> [TASK DIRECTIONS] Given the entries below, copy each of them out exactly.

Stored items from a collection:
+--
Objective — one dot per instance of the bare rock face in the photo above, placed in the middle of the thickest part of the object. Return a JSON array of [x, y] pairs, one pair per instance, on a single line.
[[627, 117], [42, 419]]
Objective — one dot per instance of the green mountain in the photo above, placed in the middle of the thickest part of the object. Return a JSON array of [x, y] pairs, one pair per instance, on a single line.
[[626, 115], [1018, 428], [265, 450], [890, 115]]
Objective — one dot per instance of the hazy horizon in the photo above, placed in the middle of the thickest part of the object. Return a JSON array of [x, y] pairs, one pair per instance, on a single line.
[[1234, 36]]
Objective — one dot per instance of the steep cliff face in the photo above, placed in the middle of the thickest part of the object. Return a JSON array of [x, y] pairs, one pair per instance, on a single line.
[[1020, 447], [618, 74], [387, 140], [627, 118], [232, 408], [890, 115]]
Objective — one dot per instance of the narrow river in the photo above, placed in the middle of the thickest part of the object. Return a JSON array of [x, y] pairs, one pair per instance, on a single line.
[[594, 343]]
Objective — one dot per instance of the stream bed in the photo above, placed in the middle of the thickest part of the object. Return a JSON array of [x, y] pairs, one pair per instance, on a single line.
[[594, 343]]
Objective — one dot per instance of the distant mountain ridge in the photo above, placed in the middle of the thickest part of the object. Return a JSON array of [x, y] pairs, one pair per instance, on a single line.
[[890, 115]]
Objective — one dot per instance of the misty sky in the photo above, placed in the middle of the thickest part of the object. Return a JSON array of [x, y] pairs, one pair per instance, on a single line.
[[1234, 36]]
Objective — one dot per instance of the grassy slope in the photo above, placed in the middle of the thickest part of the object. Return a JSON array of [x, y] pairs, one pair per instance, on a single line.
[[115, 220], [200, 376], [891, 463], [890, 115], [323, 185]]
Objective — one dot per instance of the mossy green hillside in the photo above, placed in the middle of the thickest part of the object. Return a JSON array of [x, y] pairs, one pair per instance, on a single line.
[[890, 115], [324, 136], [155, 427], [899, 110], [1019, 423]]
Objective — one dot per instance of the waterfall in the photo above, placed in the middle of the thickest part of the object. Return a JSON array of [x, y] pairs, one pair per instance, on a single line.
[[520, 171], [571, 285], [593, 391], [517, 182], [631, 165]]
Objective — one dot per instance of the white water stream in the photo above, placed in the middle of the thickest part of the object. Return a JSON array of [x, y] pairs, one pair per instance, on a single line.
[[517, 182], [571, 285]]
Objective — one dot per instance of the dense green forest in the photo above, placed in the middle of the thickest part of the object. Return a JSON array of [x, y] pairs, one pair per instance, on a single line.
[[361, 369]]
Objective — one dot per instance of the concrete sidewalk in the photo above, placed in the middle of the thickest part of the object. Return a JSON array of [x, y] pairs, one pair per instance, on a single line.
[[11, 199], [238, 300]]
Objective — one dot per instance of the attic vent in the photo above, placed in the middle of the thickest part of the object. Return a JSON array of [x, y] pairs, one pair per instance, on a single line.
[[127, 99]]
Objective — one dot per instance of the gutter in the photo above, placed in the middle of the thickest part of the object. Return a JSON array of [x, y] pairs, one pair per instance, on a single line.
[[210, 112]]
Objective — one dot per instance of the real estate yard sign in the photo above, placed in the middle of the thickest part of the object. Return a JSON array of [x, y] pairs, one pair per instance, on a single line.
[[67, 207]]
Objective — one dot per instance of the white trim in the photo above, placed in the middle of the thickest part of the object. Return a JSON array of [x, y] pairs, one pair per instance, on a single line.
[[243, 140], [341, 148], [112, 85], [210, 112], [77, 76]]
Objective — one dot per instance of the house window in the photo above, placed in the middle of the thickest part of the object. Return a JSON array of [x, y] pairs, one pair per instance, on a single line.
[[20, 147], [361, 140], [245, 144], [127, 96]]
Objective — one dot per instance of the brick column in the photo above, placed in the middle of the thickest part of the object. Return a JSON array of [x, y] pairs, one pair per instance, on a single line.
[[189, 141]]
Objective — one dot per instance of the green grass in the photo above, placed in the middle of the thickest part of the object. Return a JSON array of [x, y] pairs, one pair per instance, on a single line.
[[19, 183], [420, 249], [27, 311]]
+--
> [EXPECTED ANSWER]
Objective — one dot per instance of the bare rock face in the photo above, placed in the middle of the thickest part of the object. Return a JSON array of [x, y] pairs, one pair per instance, on a single line.
[[627, 117], [42, 419]]
Objective — one dot per instance of the green mountain in the photo above, placed in the middle of the thickest part of the object. Return a JSON array of [x, y] pairs, one pair per instance, on a single line.
[[626, 115], [1018, 428], [265, 450], [890, 115]]
Objective — one dot per instance of the hazy horizon in the photo above, placed in the middle of the thickest part of the object. Return a JSON array of [x, y] pairs, one pair per instance, on a single line.
[[1234, 36]]
Objective — one dot per instance of the steep cliff face in the photo above, placed in the middle of the thickest part of the object. Return a JSON array of [x, y] pairs, one pair per instance, on a single line.
[[1020, 447], [618, 74], [387, 140], [627, 118], [232, 408], [890, 115]]
Objective — one dot per instance of the narrow river in the photo above, placed in the middle of the thickest part of the object. Return a JSON array of [x, y] pairs, one pair per instance, on a single line.
[[594, 343]]
Objective — one dot per instance of the stream bed in the photo above, placed in the middle of the thickest part of the object. Return a JSON array of [x, y] pairs, one pair per instance, on a single line.
[[594, 343]]
Objective — one dot per instance of the distant mountain ridge in the photo above, placed in the middle of the thickest part of the object. Return a JSON array of [x, y] pairs, one pair per instance, on a single line.
[[890, 115]]
Objective — one dot per instance of the misty sky in the photo above, placed in the middle of the thickest part of the object. Return a JSON array of [x, y] pairs, one pair per instance, on a single line.
[[1234, 36]]
Objective — one dot per instance of the grassy slope in the photo above, placed in the middle of the thickest part of the object. Return a JSON array of [x, y] pairs, one pair per instance, on a single line.
[[115, 220], [200, 376], [891, 463], [890, 115], [323, 185]]
Objective — one dot per instance of the mossy green hillside in the photo above, placed in the middle of the thickest part of the object. Return a JSON array of [x, y] pairs, one pair per instance, on a single line.
[[890, 115], [324, 136], [155, 427], [899, 110], [1019, 423]]
Objective — one dot per instance of the waterfall in the photo above, placed in the middle of the thickest part of the object. Return a JSON array of [x, y] pairs, one pair per instance, on a single line.
[[520, 171], [571, 285], [593, 391], [517, 182], [631, 165]]
Objective — one dot per instance of the white water stream in the photo above, placed in the middle of the thickest part of the object. Return a JSON array of [x, y] pairs, one pair per instance, on a single line.
[[517, 182], [571, 285]]
Objective — one dot per instance of the dense green forest in the photo above, placed in the middle of the thickest part of the object. Return a JSON array of [x, y] pairs, one pair per instance, on a single line.
[[361, 369]]
Objective — one dot per instance of the concrete sidewalk in the photo above, placed in the middle of the thickest part of the object. Return a JSON array of [x, y] pairs, one pair per instance, on a single line.
[[11, 199], [238, 300]]
Objective — one dot per instance of the attic vent in the photo above, placed in the middle of the thickest part of the object. Return a JSON array of [x, y] pairs, one pair per instance, on a single line.
[[127, 99]]
Objective — one dot per instance of the gutter in the photo above, placed in the middle of the thickest part of the object. Return a JSON array of [x, y] pairs, one pair per instance, on a single line.
[[210, 112]]
Objective — one dot per instance of the real estate yard sign in the photo above, placed in the middle of the thickest part of the object. Return a JSON array of [x, y] pairs, one pair per instance, on a single line.
[[67, 207]]
Objective — one dot per instance of the white trim in the photo above, placed in the middle of the thickest part of the object. Return a JSON array of [x, y] pairs, one pair per instance, on a single line.
[[243, 140], [341, 148], [112, 85], [210, 112], [77, 76]]
Objective — one dot per instance of the house window in the photo above, placed in the middle of the thickest part of the object. Return a JSON array of [x, y] pairs, one pair per instance, on a single line.
[[20, 147], [361, 140], [245, 144], [127, 96]]
Objective — one dot per instance of the brick column in the photo above, placed in the middle of the thickest part of the object. Return a JSON array of [x, y] pairs, one pair per instance, on a single line.
[[189, 141]]
Objective — one dot per instance of the green grass in the photo above, placed in the middle of the thickest part of the object. Return a JSON array of [x, y] pairs, one pair per instance, on a single line.
[[19, 183], [420, 249], [27, 311]]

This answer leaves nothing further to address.